EXCERPTED TEXT.
━━━

October 10th, 2008 - 4:25 pm ICT by IANS -

London, Oct 10 (IANS) Tobacco smuggling causes around 4,000 premature deaths a year or four times the number of fatalities caused by the use of all smuggled illegal drugs put together, but the UK government is not doing enough to tackle the problem, said experts.Robert West from the Cancer Research UK Health Behaviour Research Centre (HBRC) and colleagues argued that more smokers would quit if cigarettes cost more, but at around half the price, smuggled tobacco is keeping the prices down.

Around 21 percent of all tobacco smoked in the UK is smuggled into the country. If there were no smuggling, the price of legal tobacco would increase by around 12 percent.

According to the authors of the study, this would lead to five to eight percent of smokers kicking the habit - saving at least 4,000 lives a year.

A reduction in tobacco smuggling would also help reduce health inequalities because low income smokers are more likely to use smuggled tobacco and they are also more likely to quit because of price increases, according to HBRC release.

While the authors acknowledge that tobacco smuggling has reduced considerably since the government’s ‘Tackling Tobacco Smuggling’ strategy was announced in 2000, they argue that more needs to be done and call for more action and resources to tackle the problem.

For example, the UK government has not followed the lead of all the other European Union countries and has failed to sign up to legally enforceable agreements with the two tobacco companies, Philip Morris International and Japan Tobacco International, to ensure that they tightly control and regulate distribution and stop supplying contractors involved in smuggling.

The report appeared in the British Medical Journal.

━━━

EXTRACTED DATA.
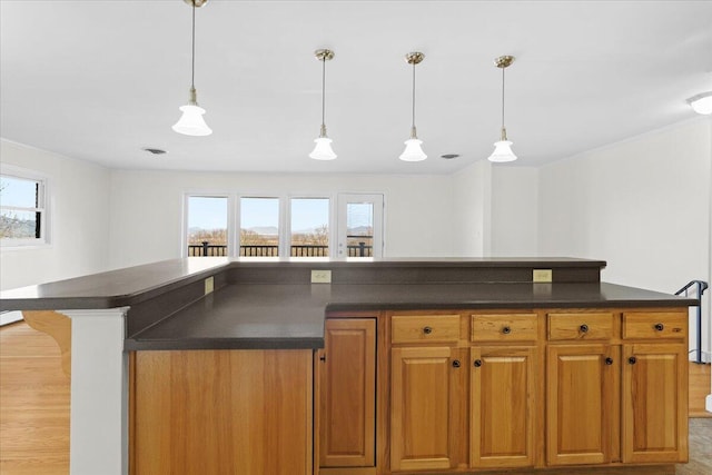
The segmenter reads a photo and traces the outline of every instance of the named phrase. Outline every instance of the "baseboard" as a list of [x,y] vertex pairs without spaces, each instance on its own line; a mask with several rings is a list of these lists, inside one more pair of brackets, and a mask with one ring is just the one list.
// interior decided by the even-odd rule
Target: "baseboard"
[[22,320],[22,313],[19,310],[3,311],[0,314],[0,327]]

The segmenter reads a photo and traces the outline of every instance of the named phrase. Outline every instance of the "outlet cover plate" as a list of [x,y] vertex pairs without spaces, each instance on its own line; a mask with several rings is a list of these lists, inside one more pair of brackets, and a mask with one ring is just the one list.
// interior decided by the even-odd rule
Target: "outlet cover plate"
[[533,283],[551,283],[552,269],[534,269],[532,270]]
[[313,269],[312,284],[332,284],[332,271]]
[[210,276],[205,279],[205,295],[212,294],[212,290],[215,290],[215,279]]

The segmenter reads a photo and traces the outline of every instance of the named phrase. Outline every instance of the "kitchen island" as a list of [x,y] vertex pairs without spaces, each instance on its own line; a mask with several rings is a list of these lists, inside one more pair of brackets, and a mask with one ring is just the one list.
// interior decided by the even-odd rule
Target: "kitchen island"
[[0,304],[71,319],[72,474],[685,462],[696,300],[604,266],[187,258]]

━━━

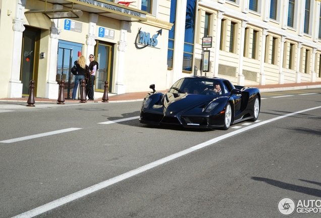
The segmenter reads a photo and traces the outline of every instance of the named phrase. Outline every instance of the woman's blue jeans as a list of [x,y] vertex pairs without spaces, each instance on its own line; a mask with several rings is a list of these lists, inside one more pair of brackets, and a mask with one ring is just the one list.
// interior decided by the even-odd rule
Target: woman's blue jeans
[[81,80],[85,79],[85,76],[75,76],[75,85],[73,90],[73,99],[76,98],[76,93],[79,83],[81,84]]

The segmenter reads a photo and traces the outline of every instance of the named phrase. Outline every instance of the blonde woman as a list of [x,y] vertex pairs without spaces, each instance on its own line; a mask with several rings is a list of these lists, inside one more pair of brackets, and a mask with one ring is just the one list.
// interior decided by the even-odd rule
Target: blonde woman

━━━

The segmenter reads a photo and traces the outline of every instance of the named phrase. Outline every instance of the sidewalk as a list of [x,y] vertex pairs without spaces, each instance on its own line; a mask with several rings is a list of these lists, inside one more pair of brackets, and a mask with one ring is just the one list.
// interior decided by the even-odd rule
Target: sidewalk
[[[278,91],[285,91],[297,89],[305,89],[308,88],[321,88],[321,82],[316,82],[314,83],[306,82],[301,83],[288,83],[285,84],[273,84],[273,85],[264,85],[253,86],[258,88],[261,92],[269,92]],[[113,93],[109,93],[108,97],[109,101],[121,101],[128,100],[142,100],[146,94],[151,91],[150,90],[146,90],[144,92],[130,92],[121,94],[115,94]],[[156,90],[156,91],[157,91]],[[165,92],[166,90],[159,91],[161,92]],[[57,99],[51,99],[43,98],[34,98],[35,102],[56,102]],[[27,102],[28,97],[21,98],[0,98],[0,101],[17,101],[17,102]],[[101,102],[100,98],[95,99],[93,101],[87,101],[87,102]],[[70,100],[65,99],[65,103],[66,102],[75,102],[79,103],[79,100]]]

━━━

Can you copy the stretch of the tobacco smuggling article from "Around 21 percent" through "lives a year." word for word?

Around 21 percent of all tobacco smoked in the UK is smuggled into the country. If there were no smuggling, the price of legal tobacco would increase by around 12 percent.

According to the authors of the study, this would lead to five to eight percent of smokers kicking the habit - saving at least 4,000 lives a year.